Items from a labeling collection
>> Begin

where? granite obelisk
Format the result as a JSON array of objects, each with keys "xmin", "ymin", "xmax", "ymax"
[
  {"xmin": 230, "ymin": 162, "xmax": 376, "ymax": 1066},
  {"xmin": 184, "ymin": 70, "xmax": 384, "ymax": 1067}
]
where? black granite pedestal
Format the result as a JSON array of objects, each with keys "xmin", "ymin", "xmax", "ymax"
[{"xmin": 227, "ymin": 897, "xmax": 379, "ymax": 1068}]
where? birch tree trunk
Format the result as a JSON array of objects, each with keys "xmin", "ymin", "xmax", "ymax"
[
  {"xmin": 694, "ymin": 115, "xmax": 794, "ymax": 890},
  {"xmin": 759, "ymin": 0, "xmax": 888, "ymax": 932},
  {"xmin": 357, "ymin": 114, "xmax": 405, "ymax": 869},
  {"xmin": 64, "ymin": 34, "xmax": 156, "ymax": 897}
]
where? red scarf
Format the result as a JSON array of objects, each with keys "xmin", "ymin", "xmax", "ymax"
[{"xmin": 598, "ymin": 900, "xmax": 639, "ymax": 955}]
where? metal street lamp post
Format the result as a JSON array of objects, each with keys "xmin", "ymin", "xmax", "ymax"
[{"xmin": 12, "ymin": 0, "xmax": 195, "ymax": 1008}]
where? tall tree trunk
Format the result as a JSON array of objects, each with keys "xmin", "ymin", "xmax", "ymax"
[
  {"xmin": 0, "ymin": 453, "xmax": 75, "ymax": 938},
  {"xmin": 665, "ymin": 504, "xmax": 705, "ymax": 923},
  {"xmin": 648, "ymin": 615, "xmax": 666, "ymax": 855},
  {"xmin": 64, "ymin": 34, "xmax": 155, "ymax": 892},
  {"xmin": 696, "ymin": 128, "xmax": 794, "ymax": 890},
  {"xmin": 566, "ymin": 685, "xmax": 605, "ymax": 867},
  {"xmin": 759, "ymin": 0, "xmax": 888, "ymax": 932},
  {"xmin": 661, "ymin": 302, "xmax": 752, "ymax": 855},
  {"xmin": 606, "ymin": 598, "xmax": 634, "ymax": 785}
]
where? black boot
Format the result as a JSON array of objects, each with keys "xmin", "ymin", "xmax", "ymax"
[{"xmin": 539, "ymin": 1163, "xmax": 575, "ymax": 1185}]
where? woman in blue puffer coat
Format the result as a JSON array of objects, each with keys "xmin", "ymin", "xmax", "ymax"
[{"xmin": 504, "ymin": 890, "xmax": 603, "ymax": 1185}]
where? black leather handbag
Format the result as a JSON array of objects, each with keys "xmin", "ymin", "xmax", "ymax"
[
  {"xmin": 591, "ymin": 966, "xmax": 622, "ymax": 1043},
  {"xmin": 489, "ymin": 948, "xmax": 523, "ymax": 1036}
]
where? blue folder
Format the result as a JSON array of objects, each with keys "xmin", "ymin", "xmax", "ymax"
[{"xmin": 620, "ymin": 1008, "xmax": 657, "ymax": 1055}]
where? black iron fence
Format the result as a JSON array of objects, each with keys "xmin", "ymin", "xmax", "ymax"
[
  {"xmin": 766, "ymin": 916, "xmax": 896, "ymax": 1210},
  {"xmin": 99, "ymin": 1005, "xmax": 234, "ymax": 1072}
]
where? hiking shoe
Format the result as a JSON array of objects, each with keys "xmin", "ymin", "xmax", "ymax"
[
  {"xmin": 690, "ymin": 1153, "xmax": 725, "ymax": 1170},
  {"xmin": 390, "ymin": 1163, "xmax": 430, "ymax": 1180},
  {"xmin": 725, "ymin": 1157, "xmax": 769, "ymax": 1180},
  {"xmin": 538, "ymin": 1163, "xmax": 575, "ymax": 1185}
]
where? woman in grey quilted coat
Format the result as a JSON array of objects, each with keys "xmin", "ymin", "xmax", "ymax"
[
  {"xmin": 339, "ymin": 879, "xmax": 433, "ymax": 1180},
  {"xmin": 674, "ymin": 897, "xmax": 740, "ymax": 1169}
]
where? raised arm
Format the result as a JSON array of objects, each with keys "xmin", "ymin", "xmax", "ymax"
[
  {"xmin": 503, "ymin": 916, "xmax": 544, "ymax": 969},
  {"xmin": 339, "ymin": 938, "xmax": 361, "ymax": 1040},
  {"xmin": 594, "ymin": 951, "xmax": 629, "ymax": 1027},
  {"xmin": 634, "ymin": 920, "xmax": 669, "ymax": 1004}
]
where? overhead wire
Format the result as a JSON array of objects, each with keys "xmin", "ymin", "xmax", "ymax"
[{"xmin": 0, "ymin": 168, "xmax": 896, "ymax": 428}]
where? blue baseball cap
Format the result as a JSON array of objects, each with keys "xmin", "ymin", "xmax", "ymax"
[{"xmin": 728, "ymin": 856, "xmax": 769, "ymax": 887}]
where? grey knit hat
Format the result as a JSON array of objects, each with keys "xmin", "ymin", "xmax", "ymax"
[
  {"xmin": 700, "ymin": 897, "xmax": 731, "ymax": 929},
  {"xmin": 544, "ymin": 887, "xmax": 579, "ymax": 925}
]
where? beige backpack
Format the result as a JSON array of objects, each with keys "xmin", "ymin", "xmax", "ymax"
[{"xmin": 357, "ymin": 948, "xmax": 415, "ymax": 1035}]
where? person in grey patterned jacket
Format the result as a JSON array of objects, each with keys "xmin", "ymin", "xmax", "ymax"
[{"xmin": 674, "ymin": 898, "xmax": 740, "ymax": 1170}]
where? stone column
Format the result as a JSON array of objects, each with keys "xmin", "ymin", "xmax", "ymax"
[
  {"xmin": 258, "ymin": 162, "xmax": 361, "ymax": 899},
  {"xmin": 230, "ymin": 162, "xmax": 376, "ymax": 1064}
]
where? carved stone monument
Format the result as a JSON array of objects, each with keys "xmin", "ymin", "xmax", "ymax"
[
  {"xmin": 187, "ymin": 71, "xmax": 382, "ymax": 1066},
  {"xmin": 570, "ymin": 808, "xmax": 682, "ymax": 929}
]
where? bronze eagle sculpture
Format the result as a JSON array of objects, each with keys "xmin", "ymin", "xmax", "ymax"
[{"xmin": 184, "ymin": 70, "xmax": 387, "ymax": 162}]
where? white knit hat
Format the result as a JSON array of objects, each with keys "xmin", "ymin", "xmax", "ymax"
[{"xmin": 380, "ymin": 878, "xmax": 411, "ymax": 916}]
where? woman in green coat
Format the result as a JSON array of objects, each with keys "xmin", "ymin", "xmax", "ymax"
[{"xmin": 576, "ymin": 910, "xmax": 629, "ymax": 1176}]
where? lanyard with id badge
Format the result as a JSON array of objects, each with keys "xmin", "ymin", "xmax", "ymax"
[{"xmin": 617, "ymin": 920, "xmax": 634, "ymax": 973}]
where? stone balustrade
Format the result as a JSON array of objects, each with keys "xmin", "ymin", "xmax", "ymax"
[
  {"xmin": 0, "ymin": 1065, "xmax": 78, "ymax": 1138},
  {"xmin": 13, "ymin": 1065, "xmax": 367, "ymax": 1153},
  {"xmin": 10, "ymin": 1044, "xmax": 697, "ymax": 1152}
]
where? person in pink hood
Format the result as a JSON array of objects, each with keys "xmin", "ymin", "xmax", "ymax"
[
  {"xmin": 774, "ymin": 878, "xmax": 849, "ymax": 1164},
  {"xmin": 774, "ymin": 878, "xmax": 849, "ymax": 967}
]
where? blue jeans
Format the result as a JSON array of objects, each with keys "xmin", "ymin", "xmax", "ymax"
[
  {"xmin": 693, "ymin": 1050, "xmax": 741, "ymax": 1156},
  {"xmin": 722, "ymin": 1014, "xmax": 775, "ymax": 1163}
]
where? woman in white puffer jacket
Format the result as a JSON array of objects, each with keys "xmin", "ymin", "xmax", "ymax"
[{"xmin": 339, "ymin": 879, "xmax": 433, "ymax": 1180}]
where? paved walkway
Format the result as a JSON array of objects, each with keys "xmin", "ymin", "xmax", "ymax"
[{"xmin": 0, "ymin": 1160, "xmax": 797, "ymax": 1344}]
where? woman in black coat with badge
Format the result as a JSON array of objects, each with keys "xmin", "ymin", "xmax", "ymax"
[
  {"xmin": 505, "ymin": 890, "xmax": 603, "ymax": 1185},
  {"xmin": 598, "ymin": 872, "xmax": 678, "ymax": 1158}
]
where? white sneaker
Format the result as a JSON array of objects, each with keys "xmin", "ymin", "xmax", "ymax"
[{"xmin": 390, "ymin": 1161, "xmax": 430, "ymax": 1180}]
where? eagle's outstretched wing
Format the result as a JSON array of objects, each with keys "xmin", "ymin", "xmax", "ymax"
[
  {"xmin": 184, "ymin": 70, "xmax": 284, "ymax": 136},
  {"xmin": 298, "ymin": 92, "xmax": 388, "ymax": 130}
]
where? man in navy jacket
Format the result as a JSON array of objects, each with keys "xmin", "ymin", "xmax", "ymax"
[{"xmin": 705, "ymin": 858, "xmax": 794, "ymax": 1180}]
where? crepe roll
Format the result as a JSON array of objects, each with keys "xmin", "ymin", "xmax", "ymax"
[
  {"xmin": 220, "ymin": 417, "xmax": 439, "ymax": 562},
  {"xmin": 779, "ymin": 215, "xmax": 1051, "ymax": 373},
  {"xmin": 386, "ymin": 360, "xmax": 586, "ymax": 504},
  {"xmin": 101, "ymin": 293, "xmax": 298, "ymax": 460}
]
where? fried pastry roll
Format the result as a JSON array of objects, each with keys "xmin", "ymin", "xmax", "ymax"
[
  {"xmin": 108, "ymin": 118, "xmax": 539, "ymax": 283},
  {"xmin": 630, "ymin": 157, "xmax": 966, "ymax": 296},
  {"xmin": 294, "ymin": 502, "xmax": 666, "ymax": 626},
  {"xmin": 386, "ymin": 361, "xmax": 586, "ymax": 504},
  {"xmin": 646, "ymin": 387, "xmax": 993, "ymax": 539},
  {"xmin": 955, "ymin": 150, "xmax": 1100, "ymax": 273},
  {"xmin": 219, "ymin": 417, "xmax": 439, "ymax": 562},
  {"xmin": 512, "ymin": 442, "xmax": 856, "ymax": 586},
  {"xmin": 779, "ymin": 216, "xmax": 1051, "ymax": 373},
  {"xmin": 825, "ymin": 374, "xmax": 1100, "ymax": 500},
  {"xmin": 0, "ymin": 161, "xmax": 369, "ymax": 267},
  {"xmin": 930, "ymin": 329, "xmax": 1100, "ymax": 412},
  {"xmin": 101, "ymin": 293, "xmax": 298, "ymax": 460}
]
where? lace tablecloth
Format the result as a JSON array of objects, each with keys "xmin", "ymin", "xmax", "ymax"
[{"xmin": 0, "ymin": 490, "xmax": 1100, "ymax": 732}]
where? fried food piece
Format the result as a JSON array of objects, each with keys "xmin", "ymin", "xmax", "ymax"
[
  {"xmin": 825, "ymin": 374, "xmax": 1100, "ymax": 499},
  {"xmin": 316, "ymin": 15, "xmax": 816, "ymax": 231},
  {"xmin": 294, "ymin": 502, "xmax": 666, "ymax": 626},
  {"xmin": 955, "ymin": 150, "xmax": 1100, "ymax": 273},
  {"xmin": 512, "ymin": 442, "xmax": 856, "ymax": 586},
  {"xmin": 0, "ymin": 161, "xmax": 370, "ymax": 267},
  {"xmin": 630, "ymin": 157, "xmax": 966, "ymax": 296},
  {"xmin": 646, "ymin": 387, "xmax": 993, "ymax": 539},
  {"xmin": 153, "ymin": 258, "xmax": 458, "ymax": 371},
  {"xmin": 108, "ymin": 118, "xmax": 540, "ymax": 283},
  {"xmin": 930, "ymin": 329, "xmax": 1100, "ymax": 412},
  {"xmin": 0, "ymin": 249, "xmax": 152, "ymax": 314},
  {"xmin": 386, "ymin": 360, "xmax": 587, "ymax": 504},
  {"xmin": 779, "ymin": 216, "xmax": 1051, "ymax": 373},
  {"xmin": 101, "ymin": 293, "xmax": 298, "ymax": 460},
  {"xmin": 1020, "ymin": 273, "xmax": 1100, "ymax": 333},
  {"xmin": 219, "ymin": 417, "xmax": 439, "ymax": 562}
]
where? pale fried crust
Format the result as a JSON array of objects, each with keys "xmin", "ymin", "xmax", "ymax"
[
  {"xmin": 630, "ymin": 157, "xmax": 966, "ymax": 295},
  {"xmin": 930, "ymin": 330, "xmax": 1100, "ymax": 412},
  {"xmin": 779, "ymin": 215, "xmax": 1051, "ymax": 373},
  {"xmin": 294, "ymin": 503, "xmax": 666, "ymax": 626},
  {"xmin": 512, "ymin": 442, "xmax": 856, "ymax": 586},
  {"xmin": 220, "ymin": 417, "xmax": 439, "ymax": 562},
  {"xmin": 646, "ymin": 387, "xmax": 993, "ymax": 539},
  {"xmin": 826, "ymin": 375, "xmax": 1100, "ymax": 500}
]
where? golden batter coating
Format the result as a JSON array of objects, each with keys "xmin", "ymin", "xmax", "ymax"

>> End

■ What is needed ■
Extract each line of the items above that contains the word "white".

■ Complete answer ■
where? white knit hat
where? woman in white puffer jacket
where? white sneaker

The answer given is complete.